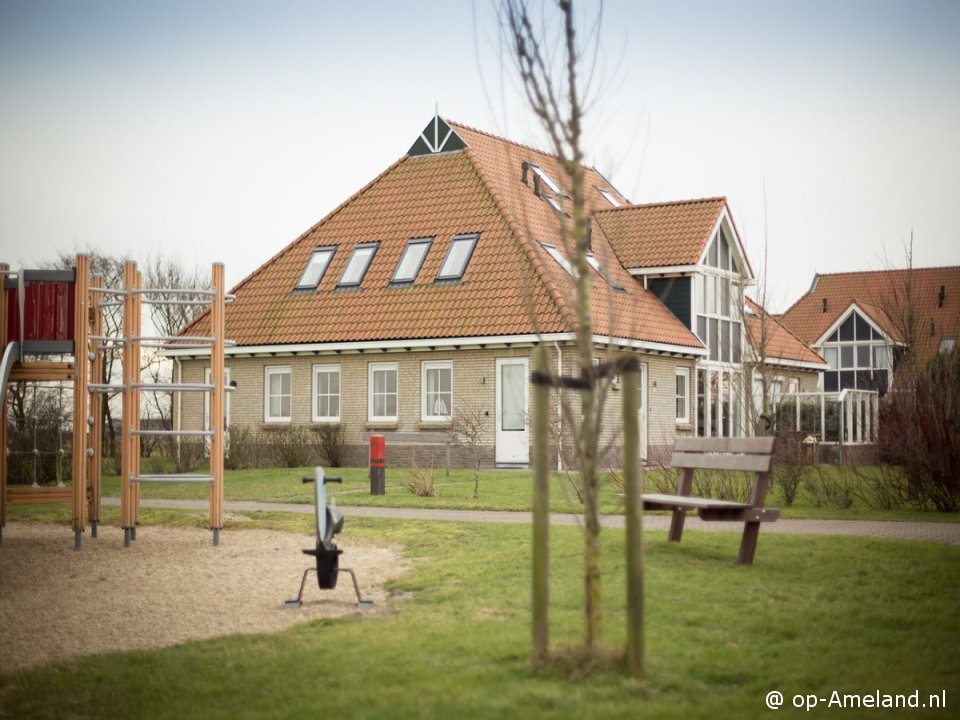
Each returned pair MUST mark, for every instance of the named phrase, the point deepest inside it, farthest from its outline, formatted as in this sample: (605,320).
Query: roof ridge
(565,311)
(289,246)
(523,146)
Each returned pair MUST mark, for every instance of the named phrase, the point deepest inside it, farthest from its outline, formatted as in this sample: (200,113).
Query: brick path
(944,532)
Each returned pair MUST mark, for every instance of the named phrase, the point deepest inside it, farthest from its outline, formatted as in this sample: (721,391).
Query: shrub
(244,449)
(421,481)
(288,446)
(329,440)
(919,431)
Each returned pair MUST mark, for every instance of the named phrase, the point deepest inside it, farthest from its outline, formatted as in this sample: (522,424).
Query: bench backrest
(747,454)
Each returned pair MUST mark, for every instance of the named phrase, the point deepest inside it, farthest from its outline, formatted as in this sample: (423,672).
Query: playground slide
(10,357)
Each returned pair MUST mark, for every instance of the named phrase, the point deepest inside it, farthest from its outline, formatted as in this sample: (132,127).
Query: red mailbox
(378,465)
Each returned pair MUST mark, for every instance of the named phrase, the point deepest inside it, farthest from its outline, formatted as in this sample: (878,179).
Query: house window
(326,393)
(383,391)
(455,263)
(316,267)
(413,257)
(277,399)
(357,267)
(437,383)
(683,395)
(857,355)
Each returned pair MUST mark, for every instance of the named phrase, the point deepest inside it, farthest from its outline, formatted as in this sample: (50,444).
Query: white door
(513,433)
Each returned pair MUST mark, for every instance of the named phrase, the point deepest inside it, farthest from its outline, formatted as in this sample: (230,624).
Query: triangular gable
(436,137)
(875,319)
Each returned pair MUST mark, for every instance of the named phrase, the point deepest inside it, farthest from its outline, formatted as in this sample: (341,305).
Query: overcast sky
(219,131)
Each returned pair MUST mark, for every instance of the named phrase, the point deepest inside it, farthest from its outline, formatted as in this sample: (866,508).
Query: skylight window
***
- **PROBLEM TO SOLVE**:
Turn the listing above into a JSON list of strings, one string per line and no blank lines, covering the whole listing. Leave the pictures out.

- **WRITTEN ANSWER**:
[
  "Each returned pair MUST mark, for every instance of the named phrase, the point deepest inside it, farthest from its outline, formatted as in this sample: (605,320).",
  "Query: roof ridge",
  "(565,311)",
  "(289,246)",
  "(523,146)",
  "Each returned pair MUST mark, for every instance of the named phrase, the point deepest inside it, farthest from its outline, formatted as in this sample: (200,113).",
  "Query: brick path",
  "(944,532)",
  "Each returned pair MUST mark, for every instance of the named phrase, the point deepest inside it, farthest from its outline, formatted as in this sample: (721,391).",
  "Query: shrub",
  "(244,449)",
  "(421,481)",
  "(288,446)",
  "(329,440)",
  "(919,431)",
  "Each returned pair MUST mark, for every instance of the named phrase, the point deepest inside it, farthest from its outline, formatted as in this sample: (522,424).",
  "Query: bench backrest",
  "(747,454)",
  "Each returned pair MUST mark, for every instance of the named phrase, the point deepest inside it, farthest from its outline, formatted as in this sample: (423,672).",
  "Query: playground slide",
  "(10,357)",
  "Each returned pair MUST mark, for every instance of the named phrase, the point deepest inside it, farthest from its outline, formatted as in this sample: (132,127).",
  "Query: red mailbox",
  "(378,465)",
  "Each returned pair MUST mark, for every instance of the named phrase, the point deepest inside it, farthest from its outline, formatted as in this sample: (878,179).",
  "Query: house window",
  "(326,393)",
  "(383,391)",
  "(455,263)",
  "(316,267)",
  "(413,257)",
  "(277,399)",
  "(357,267)",
  "(437,383)",
  "(683,395)",
  "(857,355)",
  "Each returned pair MUST mark, for every instance of the named phrase, the point deepest inside it, farthest from its outline, formatted as in this sample: (50,444).",
  "Query: white door",
  "(513,433)",
  "Each returned pair MUST mark, for every instance of the named phrase, the point deepest inside it, farthest from its outline, formatted as in this sample: (230,624).",
  "Query: triangular gable",
  "(436,137)",
  "(875,319)",
  "Each returned pair MUST mark, for every instance of the named phrase, the point deepest inside it, farthest from its outline, formatted as in this sample: (341,305).",
  "Query: overcast sky",
  "(219,131)",
  "Each returned pair MUST mark, for every instance of the named phrase, the point deepest inside it, farthest from its outline, formatted as in this sample: (866,508).",
  "Query: skylight window"
]